What is required: Look for the word "correct" in the data below, and copy every line that holds it.

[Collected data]
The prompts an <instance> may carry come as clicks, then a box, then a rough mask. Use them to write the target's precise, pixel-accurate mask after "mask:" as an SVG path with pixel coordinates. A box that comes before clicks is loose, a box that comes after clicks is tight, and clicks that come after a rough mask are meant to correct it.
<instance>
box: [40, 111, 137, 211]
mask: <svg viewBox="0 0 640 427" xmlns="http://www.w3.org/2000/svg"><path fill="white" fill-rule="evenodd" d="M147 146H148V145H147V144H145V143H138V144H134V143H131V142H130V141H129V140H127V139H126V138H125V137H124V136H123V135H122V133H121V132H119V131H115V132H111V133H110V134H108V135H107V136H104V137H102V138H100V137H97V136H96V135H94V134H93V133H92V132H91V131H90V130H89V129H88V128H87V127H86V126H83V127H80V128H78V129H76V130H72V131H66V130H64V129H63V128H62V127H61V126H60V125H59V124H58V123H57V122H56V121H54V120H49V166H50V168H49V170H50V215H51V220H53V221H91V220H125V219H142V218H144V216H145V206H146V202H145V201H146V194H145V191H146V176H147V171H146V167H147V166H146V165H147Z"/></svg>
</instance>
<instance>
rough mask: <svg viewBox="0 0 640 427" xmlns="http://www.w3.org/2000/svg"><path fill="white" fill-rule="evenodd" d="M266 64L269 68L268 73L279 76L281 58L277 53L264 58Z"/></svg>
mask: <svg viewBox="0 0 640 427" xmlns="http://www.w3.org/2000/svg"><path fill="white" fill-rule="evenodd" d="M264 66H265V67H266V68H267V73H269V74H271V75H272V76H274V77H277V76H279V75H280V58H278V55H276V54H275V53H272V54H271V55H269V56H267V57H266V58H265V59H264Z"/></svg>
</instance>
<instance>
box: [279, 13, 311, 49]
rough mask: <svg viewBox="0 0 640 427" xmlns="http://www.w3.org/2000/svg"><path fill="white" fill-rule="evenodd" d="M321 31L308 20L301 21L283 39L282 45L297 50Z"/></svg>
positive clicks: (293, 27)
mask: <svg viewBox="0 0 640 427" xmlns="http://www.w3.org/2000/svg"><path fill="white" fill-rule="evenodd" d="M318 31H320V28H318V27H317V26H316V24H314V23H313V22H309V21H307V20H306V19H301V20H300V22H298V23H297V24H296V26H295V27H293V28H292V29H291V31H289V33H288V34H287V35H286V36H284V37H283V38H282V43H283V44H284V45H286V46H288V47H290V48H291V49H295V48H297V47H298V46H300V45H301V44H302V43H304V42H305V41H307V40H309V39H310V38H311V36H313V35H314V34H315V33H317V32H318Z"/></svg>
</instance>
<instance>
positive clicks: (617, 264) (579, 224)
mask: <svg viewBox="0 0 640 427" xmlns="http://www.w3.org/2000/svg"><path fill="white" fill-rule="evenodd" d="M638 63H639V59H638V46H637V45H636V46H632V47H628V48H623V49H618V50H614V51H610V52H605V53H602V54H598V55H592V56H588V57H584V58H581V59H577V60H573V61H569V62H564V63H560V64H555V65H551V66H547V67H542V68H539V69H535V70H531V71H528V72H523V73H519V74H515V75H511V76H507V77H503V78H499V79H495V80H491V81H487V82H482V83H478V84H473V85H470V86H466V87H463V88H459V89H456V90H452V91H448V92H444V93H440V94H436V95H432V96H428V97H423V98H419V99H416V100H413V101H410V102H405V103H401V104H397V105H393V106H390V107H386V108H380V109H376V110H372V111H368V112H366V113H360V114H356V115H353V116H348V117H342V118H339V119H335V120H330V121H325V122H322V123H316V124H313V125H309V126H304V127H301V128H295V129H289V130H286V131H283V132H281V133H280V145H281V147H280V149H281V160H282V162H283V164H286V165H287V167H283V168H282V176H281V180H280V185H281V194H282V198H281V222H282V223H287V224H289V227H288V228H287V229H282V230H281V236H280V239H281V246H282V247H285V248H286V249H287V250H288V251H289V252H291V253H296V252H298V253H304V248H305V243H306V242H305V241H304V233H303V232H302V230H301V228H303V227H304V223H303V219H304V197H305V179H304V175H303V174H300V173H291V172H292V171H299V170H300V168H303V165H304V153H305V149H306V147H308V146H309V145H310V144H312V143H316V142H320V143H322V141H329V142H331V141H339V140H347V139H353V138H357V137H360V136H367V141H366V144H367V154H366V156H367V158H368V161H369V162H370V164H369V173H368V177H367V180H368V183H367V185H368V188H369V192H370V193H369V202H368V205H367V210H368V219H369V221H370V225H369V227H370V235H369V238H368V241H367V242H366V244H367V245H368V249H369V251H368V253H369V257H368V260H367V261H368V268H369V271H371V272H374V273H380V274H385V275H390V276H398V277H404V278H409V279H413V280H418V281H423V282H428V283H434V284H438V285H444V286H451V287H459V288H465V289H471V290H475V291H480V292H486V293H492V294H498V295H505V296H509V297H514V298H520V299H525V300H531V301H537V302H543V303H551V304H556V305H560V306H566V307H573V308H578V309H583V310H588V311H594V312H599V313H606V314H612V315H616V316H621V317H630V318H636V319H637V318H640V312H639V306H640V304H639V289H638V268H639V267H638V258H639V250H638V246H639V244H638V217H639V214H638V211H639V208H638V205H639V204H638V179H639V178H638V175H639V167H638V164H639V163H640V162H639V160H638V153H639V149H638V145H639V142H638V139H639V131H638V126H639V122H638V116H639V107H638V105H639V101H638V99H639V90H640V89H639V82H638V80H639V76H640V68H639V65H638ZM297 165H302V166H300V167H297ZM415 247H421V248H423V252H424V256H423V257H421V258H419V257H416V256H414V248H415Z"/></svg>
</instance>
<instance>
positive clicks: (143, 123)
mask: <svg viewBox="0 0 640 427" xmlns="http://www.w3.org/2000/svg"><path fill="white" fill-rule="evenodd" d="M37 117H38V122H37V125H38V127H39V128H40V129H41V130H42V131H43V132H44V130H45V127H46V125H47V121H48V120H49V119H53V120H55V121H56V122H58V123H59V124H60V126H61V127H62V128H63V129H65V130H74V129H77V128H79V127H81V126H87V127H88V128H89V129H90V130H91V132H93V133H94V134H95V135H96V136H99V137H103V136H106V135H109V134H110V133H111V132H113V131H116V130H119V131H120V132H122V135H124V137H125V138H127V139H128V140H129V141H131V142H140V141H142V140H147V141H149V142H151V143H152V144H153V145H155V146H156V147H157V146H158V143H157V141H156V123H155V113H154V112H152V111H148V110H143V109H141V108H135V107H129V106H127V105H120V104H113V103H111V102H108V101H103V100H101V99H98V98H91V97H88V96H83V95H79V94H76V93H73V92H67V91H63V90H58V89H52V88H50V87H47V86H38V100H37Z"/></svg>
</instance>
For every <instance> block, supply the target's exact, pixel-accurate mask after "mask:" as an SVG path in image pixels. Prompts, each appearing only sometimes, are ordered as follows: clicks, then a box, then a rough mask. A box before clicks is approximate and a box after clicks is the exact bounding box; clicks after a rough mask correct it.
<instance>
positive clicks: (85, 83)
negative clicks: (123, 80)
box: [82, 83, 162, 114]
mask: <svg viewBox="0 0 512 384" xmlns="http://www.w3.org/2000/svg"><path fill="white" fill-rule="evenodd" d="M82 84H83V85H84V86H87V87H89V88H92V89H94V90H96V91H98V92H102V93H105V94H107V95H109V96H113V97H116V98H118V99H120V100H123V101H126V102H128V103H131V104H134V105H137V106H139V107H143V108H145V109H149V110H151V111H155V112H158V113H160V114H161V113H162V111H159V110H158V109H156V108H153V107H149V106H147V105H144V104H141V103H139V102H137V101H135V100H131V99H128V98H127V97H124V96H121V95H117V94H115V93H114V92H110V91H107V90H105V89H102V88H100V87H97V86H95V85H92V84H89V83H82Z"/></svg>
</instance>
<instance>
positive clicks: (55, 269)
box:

Task answer:
The prompts an <instance> may carry come as clicks, then a box, then a rough mask. Use them to write the target's precise, pixel-accurate mask after "mask:" as an SVG path with pixel coordinates. A box that comes before clicks is loose, a box that comes after clicks is tight, and clicks that come after a rough mask are meant to correct it.
For every <instance> block, supply the target's exact, pixel-accurate mask after "mask:" as an SVG path in image pixels. Prompts, each appearing only sometimes, are ordered as follows: clicks, then a box, then a rough mask. A box before clicks is approximate and a box after clicks is the exact bounding box; clicks after a rough mask correct it.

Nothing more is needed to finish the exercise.